**Text excerpt:**

----------

Thursday, February 11, 2010

Taxi Driver (1976)



Taxi Driver
Director: Martin Scorsese
USA 1976
113 min
Starring: Robert De Niro, Jodie Foster, Albert Brooks, Harvey Keitel, Peter Boyle and Cybill Shepherd, among others.

What happens when a crazy person with a sleeping disorder and a contempt for humanity roams the hooker filled city streets night after night in a yellow cab?




"Loneliness has followed me my whole life. Everywhere. In bars, in cars, sidewalks, stores, everywhere. There's no escape. I'm God's lonely man... June 8th. My life has taken another turn again. The days can go on with regularity over and over, one day indistinguishable from the next. A long continuous chain. Then suddenly, there is a change."

I'm too tired to update my blog professionally, but I can at least write a few words. It was years since I saw Taxi Driver the last time, and today I saw it in a movie theater at school. Being a film student rocks! There's nothing to be ashamed about when drooling over a young, well-trained Robert De Niro when he works out. That's film experience, alright.




I hardly remembered the film, so it was a welcome re-watch. It wasn't until the end that I realized why I thought of it as a confusing film - everything seems explicable, right? A lonely man with insomnia, disgusted by the shallow, filthy people of the city at night - it's not too far fetched that he will go on a killing spree, right? Especially when he is constantly sound tracked by a lonely brass instrument, mocking him for his loneliness.

----------

**Written problem:** For each statement, state yes or no according to the blog post about Taxi Driver, and quote the words that decide it: (a) The film runs 113 minutes. (b) The writer watched the film at home on television. (c) The writer remembered the film well before this viewing.

[Saved entries]

----------

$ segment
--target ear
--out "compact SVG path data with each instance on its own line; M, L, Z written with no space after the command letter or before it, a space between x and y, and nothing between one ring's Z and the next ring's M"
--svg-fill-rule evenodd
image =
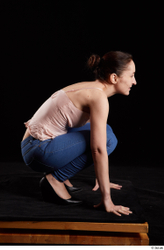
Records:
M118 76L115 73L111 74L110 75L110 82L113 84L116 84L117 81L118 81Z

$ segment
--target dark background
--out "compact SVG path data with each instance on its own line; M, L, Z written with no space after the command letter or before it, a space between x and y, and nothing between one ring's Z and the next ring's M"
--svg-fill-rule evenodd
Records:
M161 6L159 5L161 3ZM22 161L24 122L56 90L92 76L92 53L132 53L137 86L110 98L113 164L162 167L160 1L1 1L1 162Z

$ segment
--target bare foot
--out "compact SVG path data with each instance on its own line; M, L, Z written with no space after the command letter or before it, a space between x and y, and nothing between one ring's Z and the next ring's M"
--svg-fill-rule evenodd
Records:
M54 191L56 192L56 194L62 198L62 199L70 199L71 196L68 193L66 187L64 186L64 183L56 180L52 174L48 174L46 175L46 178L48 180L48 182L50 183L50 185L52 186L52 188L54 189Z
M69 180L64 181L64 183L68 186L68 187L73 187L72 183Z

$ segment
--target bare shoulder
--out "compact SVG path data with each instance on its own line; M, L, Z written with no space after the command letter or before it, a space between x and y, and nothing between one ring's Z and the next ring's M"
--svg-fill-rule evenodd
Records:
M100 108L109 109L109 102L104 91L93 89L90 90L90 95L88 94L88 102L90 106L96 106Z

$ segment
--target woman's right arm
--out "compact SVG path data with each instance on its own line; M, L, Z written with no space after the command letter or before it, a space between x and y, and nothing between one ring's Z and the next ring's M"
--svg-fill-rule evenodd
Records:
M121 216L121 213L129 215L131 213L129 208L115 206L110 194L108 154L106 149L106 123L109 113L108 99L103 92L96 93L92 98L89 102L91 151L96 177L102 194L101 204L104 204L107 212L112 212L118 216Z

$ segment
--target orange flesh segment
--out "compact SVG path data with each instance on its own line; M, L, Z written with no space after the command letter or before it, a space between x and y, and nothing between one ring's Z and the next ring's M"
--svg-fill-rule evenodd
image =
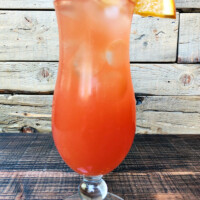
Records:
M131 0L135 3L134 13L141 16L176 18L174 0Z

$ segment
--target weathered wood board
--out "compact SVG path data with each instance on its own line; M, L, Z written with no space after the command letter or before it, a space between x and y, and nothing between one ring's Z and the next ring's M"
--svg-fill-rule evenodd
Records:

----------

**Reply:**
(a) Yes: "113 min"
(b) No: "today I saw it in a movie theater at school"
(c) No: "I hardly remembered the film"